▶ [Challenges]
#1 Write out the portion of the passage on the metallic layer starting with "Furthermore, the metallic" and going on through "T2 of the substrate layer 40.".
#2 Condense the paragraph of the passage on the metallic layer that begins "The metallic layer 20 can be applied" into a short list of its main facts.

▶ [Reading text]

The metallic layer 20 has a thickness suitable for use as susceptor. As shown in FIG. 1, the metallic layer 20 has a first side 22 and a second side 24 opposite the first side 22, and a thickness T2 that extends from the first side 22 to the second side 24 along a direction that is substantially perpendicular to a planar surface the layer 40. The thickness T2 of the metallic layer 20 may be selected to absorb microwave radiation and convert microwave radiation into thermal energy to brown the food item (not shown) during use. However, the thickness T2 should not be so thick to cause electric arcing in the microwave. In one example, the thickness of the metallic layer 20 may be between about 5 nanometers to 500 microns. In one example, the thickness T2 of the metallic layer 20 varies. In another example, the thickness T2 of the metallic layer 20 is substantially consistent. As described elsewhere, the metallic layer 40 can be a sub-nanometer to micron layer thickness and only on the side intended to be adjacent to the food item.

Furthermore, the metallic layer 20 does not inhibit the flow of moisture through the dimensionally stable substrate layer 40. In the illustrated embodiment, the metallic layer 20 is shown substantially on the side or surface of the substrate layer 40. In an alternative embodiment, the metallic layer 20 may also reside within the internal structure of the substrate layer 40, e.g. between fibers and within voids. In such an embodiment, however, the metallic layer 20 is disposed toward one side and does not typically penetrate through the thickness T2 of the substrate layer 40.

The metallic layer 20 can be applied to the substrate layer 40 via synthesis of a metal salt and a reducing agent on the substrate layer 40. More specifically, an aqueous solution of nanoparticle precursors that includes a metal salt and a reducing agent may be deposited onto the surface of the substrate layer 40 with an application unit 122, as shown in FIG. 2. In such an example, the metal nanoparticles are formed directly on the surface of the substrate layer 40, similar to the surface deposition methods disclosed in PCT Publication No. WO2017124057, the entire disclosure of which is incorporated by reference into the present application for all purposes.

Source data:

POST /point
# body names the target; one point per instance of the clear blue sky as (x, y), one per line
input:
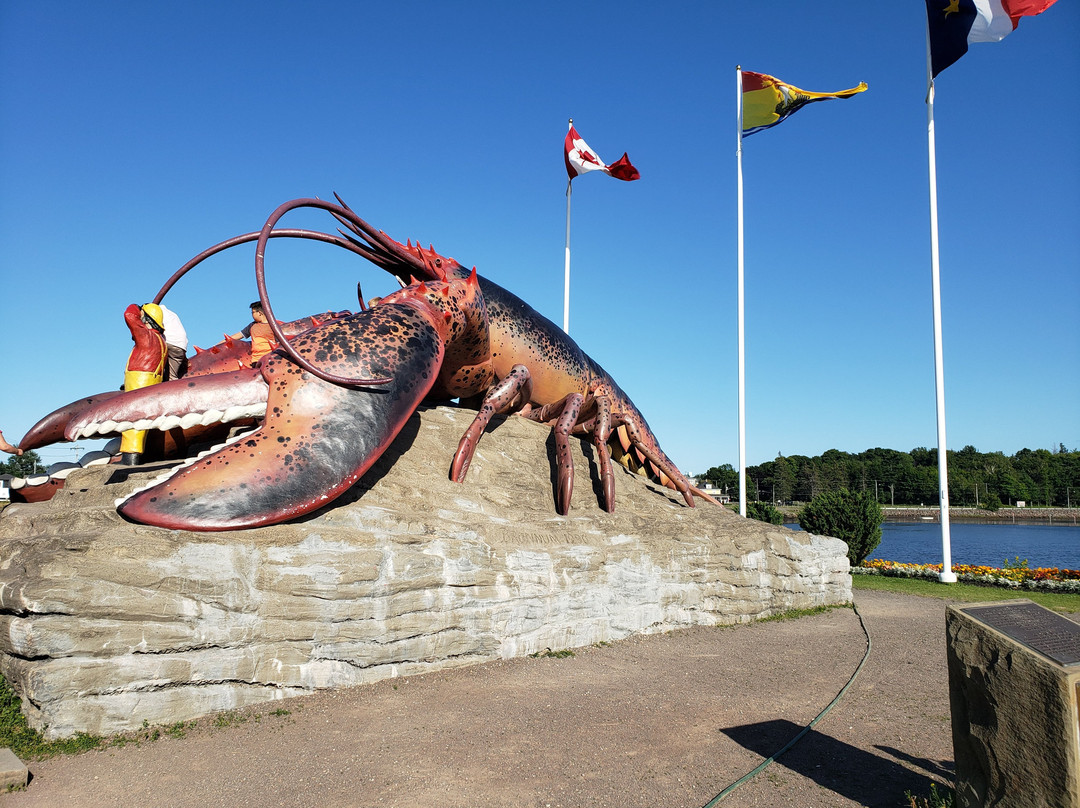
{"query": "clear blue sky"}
(134, 135)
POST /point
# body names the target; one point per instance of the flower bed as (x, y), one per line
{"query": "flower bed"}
(1013, 575)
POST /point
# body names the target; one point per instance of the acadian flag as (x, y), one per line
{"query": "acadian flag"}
(955, 24)
(581, 159)
(767, 101)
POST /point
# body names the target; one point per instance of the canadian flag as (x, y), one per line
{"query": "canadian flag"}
(581, 159)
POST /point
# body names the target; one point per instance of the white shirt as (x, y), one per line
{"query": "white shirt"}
(175, 333)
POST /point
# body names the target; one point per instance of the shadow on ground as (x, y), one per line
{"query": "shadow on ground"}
(862, 777)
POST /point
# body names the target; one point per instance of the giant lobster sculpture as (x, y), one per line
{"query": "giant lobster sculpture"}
(333, 398)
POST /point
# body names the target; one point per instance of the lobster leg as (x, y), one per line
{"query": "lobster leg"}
(602, 431)
(566, 413)
(662, 468)
(516, 387)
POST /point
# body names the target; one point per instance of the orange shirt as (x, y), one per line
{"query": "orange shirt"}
(262, 341)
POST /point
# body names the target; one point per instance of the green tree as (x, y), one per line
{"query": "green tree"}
(852, 516)
(764, 512)
(23, 466)
(724, 477)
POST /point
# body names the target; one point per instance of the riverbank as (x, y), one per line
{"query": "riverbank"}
(1001, 516)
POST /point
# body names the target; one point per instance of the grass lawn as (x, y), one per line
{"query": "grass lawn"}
(964, 592)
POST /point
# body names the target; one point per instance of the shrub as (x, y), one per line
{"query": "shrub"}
(764, 512)
(854, 517)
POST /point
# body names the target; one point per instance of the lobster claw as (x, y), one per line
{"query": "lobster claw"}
(316, 439)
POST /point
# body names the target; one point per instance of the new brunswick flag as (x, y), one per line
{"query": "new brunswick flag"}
(767, 101)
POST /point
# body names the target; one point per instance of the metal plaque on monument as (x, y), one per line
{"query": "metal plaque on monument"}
(1014, 687)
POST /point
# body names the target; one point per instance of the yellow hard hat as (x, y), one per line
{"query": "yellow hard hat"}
(153, 312)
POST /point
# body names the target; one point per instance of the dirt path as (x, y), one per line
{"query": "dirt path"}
(652, 722)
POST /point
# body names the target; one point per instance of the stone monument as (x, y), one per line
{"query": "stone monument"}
(1014, 684)
(105, 624)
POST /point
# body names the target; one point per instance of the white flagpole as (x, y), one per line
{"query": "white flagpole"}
(946, 576)
(742, 345)
(566, 282)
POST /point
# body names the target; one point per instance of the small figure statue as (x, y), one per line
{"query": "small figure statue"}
(145, 367)
(4, 446)
(260, 334)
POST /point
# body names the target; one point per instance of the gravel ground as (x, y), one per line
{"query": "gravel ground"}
(655, 722)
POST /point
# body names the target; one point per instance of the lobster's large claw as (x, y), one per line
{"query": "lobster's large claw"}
(318, 438)
(190, 402)
(52, 427)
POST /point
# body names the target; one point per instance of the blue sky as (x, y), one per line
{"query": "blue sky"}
(134, 135)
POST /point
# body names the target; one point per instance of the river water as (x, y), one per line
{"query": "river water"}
(1043, 546)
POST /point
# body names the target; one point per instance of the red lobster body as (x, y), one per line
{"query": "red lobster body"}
(316, 438)
(337, 395)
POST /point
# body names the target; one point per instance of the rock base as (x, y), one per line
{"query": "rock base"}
(105, 624)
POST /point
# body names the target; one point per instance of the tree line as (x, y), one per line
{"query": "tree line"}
(987, 480)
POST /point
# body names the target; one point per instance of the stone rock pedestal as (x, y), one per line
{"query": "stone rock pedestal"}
(1014, 685)
(105, 624)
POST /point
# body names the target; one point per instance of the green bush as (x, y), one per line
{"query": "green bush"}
(764, 512)
(854, 517)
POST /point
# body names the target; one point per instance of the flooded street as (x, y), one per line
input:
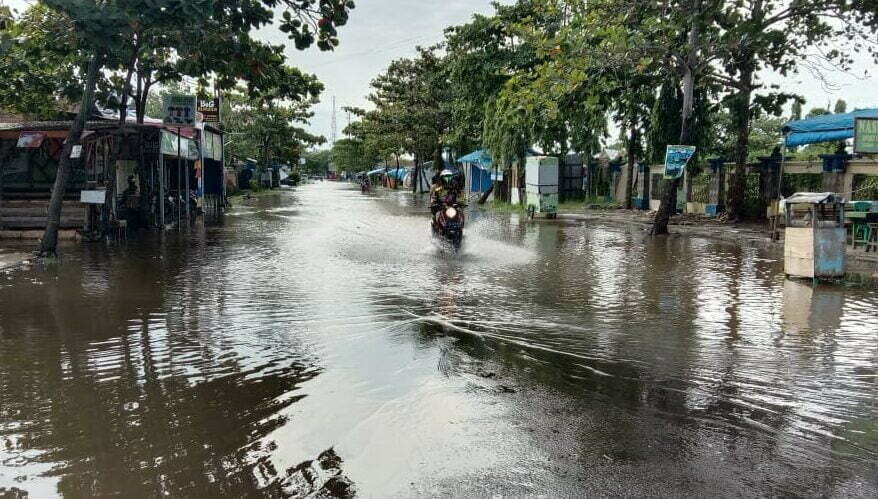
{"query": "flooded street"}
(324, 325)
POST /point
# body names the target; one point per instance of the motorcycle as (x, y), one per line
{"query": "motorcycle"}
(448, 223)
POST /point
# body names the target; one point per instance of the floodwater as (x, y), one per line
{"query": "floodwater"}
(319, 344)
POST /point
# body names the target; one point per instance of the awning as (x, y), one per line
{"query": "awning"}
(813, 198)
(479, 158)
(169, 145)
(824, 128)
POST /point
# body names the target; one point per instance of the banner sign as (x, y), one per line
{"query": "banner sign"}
(209, 110)
(30, 140)
(866, 136)
(93, 197)
(178, 110)
(676, 158)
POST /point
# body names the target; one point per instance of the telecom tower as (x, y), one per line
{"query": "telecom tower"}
(333, 136)
(334, 132)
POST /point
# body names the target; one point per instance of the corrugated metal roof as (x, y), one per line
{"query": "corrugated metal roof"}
(813, 198)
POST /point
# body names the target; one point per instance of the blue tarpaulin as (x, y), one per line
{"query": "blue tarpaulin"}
(398, 174)
(391, 172)
(480, 158)
(824, 128)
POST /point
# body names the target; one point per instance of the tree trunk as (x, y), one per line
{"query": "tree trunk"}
(49, 242)
(629, 168)
(669, 196)
(416, 177)
(742, 124)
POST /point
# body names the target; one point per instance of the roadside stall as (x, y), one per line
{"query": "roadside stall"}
(814, 245)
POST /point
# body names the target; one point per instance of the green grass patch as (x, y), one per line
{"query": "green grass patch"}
(506, 207)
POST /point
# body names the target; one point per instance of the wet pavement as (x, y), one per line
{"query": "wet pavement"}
(319, 344)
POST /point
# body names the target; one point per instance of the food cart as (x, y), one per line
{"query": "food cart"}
(815, 238)
(541, 179)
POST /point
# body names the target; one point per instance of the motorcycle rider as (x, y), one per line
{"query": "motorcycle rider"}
(445, 189)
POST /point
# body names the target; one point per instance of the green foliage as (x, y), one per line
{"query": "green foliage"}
(264, 126)
(159, 42)
(42, 64)
(317, 162)
(411, 109)
(817, 111)
(796, 113)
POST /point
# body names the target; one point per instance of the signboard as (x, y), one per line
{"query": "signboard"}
(30, 140)
(93, 197)
(866, 136)
(178, 110)
(209, 110)
(676, 158)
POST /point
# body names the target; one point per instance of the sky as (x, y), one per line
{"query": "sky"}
(380, 31)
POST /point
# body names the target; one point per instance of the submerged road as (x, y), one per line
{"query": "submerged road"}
(317, 342)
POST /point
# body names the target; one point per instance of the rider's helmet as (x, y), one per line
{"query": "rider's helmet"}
(447, 178)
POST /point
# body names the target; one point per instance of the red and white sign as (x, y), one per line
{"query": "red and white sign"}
(31, 140)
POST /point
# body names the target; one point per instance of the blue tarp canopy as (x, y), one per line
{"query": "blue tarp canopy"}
(479, 158)
(398, 174)
(824, 128)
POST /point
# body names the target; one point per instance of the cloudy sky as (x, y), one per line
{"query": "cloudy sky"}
(378, 32)
(382, 30)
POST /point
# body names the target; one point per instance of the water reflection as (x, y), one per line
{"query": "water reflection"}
(545, 358)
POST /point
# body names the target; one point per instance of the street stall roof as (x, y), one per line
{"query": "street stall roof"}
(813, 198)
(187, 145)
(480, 158)
(398, 174)
(824, 128)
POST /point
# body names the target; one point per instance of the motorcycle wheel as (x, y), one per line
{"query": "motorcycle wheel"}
(456, 243)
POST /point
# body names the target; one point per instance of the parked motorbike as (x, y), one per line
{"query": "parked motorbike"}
(448, 223)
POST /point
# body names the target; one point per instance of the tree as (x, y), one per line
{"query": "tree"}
(817, 111)
(411, 110)
(796, 112)
(114, 32)
(349, 154)
(317, 162)
(263, 123)
(757, 34)
(42, 64)
(692, 65)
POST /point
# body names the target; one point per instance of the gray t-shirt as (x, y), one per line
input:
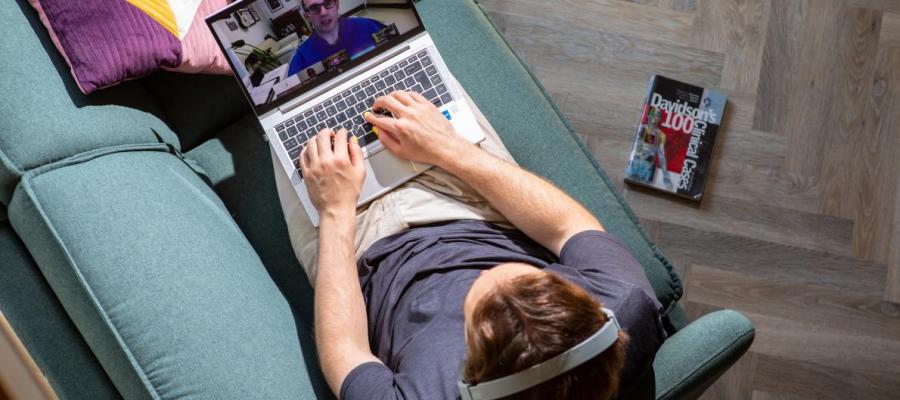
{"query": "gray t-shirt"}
(415, 282)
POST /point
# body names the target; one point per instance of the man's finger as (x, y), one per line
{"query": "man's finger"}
(312, 153)
(381, 122)
(404, 98)
(340, 143)
(356, 157)
(389, 141)
(323, 142)
(418, 97)
(389, 103)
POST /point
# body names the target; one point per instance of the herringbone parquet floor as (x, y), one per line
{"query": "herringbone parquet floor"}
(800, 226)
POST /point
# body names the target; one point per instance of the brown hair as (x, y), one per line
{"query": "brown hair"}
(532, 318)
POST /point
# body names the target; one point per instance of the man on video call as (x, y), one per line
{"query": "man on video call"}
(475, 262)
(331, 34)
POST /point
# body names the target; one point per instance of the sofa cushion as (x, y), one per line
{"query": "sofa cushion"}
(42, 325)
(196, 107)
(106, 43)
(159, 280)
(524, 117)
(45, 117)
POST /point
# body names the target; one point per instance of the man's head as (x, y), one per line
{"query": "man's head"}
(322, 14)
(518, 316)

▶ [Results for each task]
#1
Furthermore, the metallic layer 20 does not inhibit the flow of moisture through the dimensionally stable substrate layer 40. In the illustrated embodiment, the metallic layer 20 is shown substantially on the side or surface of the substrate layer 40. In an alternative embodiment, the metallic layer 20 may also reside within the internal structure of the substrate layer 40, e.g. between fibers and within voids. In such an embodiment, however, the metallic layer 20 is disposed toward one side and does not typically penetrate through the thickness T2 of the substrate layer 40.

#2
- The metallic layer 20 can be applied to the substrate layer 40 by synthesizing a metal salt and a reducing agent on the substrate layer.
- An aqueous solution of nanoparticle precursors, including the metal salt and reducing agent, may be deposited onto the substrate surface with an application unit 122 (FIG. 2).
- The metal nanoparticles form directly on the substrate surface. This is similar to the surface deposition methods in PCT Publication No. WO2017124057, which is incorporated by reference.